**AIM OF THE EXERCISE**
Take the data below and filter it for lines containing the word "rough"; show each line found.

**RECORDS SHOWN**
◆ ◆ ◆
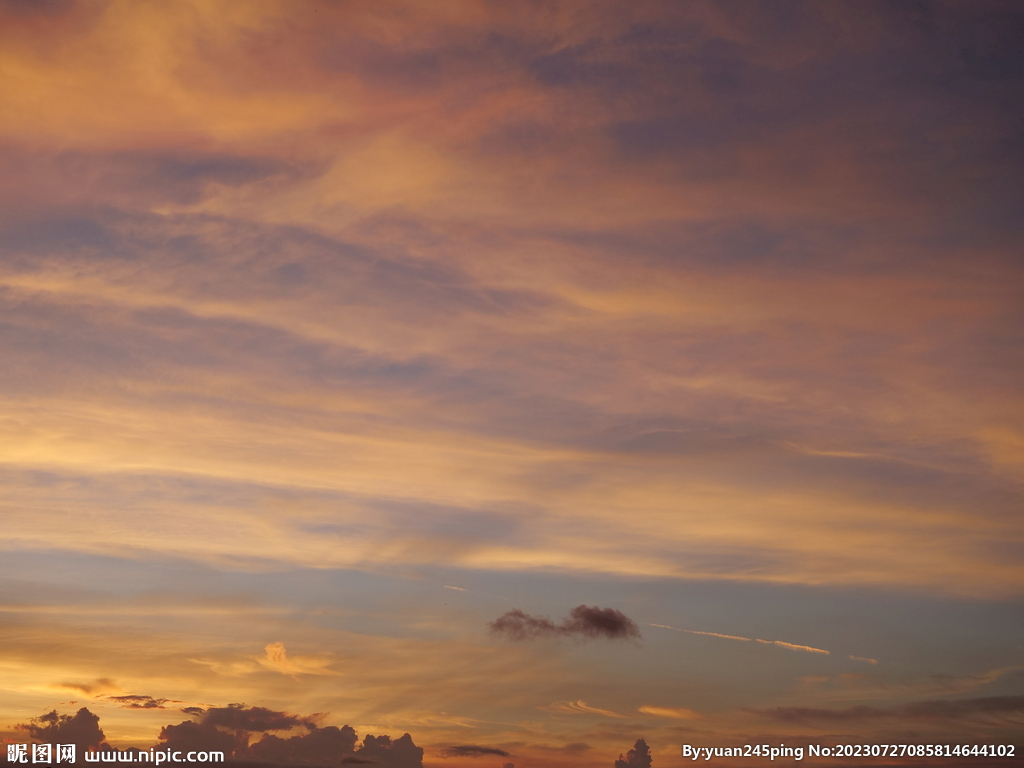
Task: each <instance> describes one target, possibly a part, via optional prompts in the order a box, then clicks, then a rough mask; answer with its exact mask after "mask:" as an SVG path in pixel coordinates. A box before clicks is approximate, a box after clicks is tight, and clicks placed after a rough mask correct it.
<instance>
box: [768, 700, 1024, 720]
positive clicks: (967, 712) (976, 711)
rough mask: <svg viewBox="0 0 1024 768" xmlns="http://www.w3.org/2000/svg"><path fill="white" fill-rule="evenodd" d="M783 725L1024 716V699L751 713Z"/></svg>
◆ ◆ ◆
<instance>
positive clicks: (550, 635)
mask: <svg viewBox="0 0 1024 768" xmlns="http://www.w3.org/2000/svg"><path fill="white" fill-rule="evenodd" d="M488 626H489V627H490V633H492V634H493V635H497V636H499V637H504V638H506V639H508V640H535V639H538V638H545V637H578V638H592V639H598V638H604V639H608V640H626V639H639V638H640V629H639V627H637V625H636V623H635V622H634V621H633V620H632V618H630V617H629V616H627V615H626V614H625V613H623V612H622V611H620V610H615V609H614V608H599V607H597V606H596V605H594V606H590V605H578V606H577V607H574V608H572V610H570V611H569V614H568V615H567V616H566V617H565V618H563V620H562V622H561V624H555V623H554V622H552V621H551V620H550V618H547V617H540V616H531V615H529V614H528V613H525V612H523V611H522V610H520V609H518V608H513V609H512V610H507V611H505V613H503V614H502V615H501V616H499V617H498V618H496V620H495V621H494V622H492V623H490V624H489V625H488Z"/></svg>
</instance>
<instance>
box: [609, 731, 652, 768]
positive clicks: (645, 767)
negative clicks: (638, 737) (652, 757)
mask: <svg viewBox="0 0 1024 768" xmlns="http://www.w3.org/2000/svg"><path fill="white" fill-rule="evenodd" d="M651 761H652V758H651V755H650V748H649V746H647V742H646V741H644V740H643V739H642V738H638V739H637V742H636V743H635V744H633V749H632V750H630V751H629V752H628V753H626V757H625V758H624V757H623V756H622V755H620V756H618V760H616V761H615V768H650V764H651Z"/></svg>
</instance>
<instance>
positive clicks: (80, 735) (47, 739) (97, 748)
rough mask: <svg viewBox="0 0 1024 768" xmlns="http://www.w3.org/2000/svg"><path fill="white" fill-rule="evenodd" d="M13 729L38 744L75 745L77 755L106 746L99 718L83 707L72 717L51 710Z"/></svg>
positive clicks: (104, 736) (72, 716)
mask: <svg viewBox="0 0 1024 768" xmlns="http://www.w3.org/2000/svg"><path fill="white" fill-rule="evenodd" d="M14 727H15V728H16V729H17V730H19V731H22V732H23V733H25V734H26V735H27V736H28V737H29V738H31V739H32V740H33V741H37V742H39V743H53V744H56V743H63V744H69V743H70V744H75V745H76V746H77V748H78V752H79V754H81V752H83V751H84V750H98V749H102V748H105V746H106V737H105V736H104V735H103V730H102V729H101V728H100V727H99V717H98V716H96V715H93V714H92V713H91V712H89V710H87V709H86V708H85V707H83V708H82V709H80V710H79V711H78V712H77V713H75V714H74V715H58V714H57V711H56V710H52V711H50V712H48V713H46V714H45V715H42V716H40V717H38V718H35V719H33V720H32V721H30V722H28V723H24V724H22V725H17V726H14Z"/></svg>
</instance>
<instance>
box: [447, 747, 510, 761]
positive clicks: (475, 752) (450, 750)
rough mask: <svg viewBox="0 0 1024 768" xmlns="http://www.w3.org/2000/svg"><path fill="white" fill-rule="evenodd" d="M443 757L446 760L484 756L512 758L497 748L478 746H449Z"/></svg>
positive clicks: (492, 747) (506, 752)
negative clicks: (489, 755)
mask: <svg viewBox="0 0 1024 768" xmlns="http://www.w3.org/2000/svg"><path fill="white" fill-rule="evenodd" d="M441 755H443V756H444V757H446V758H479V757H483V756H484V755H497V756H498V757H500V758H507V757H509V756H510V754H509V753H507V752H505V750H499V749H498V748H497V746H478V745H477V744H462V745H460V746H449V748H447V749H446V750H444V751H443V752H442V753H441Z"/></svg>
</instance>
◆ ◆ ◆
**ANSWER SECTION**
Task: each <instance> describes one target, possibly a part, via optional prompts in the order a box, then clicks, then a rough mask; answer with its exact mask after "mask:" as an SVG path in pixel coordinates. A box before clicks is approximate, a box after clicks is tight, and clicks placed after a rough mask correct it.
rough mask: <svg viewBox="0 0 1024 768" xmlns="http://www.w3.org/2000/svg"><path fill="white" fill-rule="evenodd" d="M783 725L1024 716V699L751 713Z"/></svg>
rough mask: <svg viewBox="0 0 1024 768" xmlns="http://www.w3.org/2000/svg"><path fill="white" fill-rule="evenodd" d="M13 729L38 744L75 745L77 755L106 746L99 718L83 707L72 717L51 710Z"/></svg>
rough mask: <svg viewBox="0 0 1024 768" xmlns="http://www.w3.org/2000/svg"><path fill="white" fill-rule="evenodd" d="M443 757L446 760L484 756L512 758L497 748L478 746H449Z"/></svg>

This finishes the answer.